____ ESTRATTO DELLA PAGINA
Quando la fede è vera

La casa costruita sulla roccia e quella sulla sabbia

Incoerenza e ipocrisia sono più che due disturbi passeggeri per una fede di sana e robusta costituzione: ne costituiscono piuttosto le due patologie mortali. L’incoerenza è “dire” di credere, ma non “fare” di conseguenza. L’ipocrisia è fingere di credere, ma poi è fare esattamente il contrario. L’incoerente non è necessariamente un malvagio: è un debole che vorrebbe seguire la strada dell’ideale, ma la trova troppo ripida per le sue gambe. Può essere anche un sentimentale, che ha aderito alla fede sull’onda dell’entusiasmo, ma poi si ritrova a dover fare i conti con le seduzioni degli idoli lungo il cammino, con le preoccupazioni della vita, o con le tante difficoltà che si frappongono sempre tra il dire e il fare. L’ipocrita è, come dice l’etimologia, un “attore”: riduce la fede ad una maschera e la religione a spettacolo, e fa questo non necessariamente per ingannare gli altri; più spesso si comporta così per il malsano gusto di apparire e di mettersi in vetrina. La fede comincia quando si comincia a guarire da queste due brutte malattie, che sono ad alto rischio per la sua sopravvivenza.

1. Quella di Gesù è una lezione in due tempi. Nel primo, il Signore dice che si possono compiere opere religiose – come fare profezie stupefacenti, celebrare liturgie fastose, operare prodigi strabilianti – e non avere il cuore “a posto”. Praticamente invocare continuamente Dio e camminare in direzione opposta alla sua legge. Agire nel nome del Signore, ma non fare la sua volontà. Frequentare il tempio di Dio e non amare i suoi figli. Addirittura sbraitare per difendere i suoi interessi  – vedi i farisei – e sbracciarsi per amore della sua legge, ma non osservare la sua legge dell’amore. La sentenza di Gesù è senza appello: nel giorno del giudizio ognuno mieterà ciò che ha seminato: chi non ha compiuto la volontà del Padre, in pratica chi non avrà osservato la legge dell’amore sarà bollato come “operatore di iniquità” e dovrà sentirsi rivolte le parole più dure di Cristo in tutto il vangelo: “Non vi ho mai conosciuti!”.

La seconda lezione è più che un semplice ripasso della prima: è una sua illustrazione coinvolgente e provocante, attraverso la parabola delle due case. Ci sono due modi possibili di accettare la parola del Signore, come ci sono due modi per costruire una casa. Il primo costruttore della parabola edifica la casa sulla roccia: ne risulta una costruzione solida, resistente all’urto di piogge torrenziali e di venti impetuosi. Il secondo invece costruisce su un terreno friabile: la casa non potrà resistere alla forza di calamità naturali e inesorabilmente crollerà. A questi costruttori il brano evangelico paragona due diverse tipologie di discepoli: c’è chi ascolta le parole del Signore e le mette in pratica; c’è chi ascolta, ma non fa.
________
OBIETTIVO 1: Secondo l'estratto della pagina, dove edifica la casa il primo costruttore della parabola?
____ MATERIALE DI PARTENZA
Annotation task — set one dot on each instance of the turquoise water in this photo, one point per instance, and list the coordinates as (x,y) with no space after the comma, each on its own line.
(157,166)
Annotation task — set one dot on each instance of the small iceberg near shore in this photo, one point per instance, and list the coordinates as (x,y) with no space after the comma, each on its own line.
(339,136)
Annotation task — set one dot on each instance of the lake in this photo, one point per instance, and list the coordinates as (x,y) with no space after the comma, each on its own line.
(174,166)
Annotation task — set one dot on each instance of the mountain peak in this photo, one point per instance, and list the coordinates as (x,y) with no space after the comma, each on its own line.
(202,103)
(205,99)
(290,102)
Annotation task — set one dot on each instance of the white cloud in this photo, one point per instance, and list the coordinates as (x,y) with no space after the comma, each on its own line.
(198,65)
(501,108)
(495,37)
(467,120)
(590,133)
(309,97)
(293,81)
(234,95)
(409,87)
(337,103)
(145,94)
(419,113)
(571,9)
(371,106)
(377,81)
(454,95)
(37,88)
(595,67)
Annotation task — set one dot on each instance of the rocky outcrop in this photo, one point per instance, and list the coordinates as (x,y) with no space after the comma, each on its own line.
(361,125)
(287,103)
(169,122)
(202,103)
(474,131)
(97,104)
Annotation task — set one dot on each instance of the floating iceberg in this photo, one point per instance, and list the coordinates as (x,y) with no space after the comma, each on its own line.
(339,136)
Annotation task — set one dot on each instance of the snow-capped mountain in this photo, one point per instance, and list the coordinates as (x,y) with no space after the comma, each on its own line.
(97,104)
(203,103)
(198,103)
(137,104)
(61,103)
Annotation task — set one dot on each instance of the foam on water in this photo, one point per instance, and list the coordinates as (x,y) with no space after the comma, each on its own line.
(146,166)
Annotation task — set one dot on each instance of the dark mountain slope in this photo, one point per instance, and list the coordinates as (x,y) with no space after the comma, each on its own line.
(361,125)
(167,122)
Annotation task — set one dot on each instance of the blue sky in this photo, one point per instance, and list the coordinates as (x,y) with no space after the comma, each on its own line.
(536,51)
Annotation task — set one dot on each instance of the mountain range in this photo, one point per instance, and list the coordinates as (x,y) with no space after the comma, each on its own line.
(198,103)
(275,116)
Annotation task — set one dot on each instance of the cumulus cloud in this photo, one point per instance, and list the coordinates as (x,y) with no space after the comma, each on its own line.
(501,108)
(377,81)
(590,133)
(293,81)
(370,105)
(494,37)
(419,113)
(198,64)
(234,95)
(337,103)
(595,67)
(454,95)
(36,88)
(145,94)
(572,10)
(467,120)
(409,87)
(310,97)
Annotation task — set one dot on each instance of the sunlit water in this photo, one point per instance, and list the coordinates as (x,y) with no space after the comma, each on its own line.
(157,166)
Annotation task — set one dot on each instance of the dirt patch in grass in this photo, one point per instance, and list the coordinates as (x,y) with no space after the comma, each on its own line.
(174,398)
________
OBIETTIVO 2: Estrai dalle voci ogni riga che contiene la parola "mountain", distinguendo tra maiuscole e minuscole.

RISULTATO ATTESO 1: Sulla roccia.

RISULTATO ATTESO 2:
Annotation task — set one dot on each instance of the mountain peak in this photo, one point per instance, and list the coordinates as (x,y) with no space after the comma, each on its own line.
Annotation task — set one dot on each instance of the snow-capped mountain in this photo, one point per instance, and list the coordinates as (x,y) with no space after the comma, each on its own line.
Annotation task — set one dot on each instance of the dark mountain slope in this photo, one point per instance, and list the coordinates as (x,y) with no space after the comma, each on its own line.
Annotation task — set one dot on each instance of the mountain range in this photo, one point per instance, and list the coordinates as (x,y) with no space after the comma, each on its own line.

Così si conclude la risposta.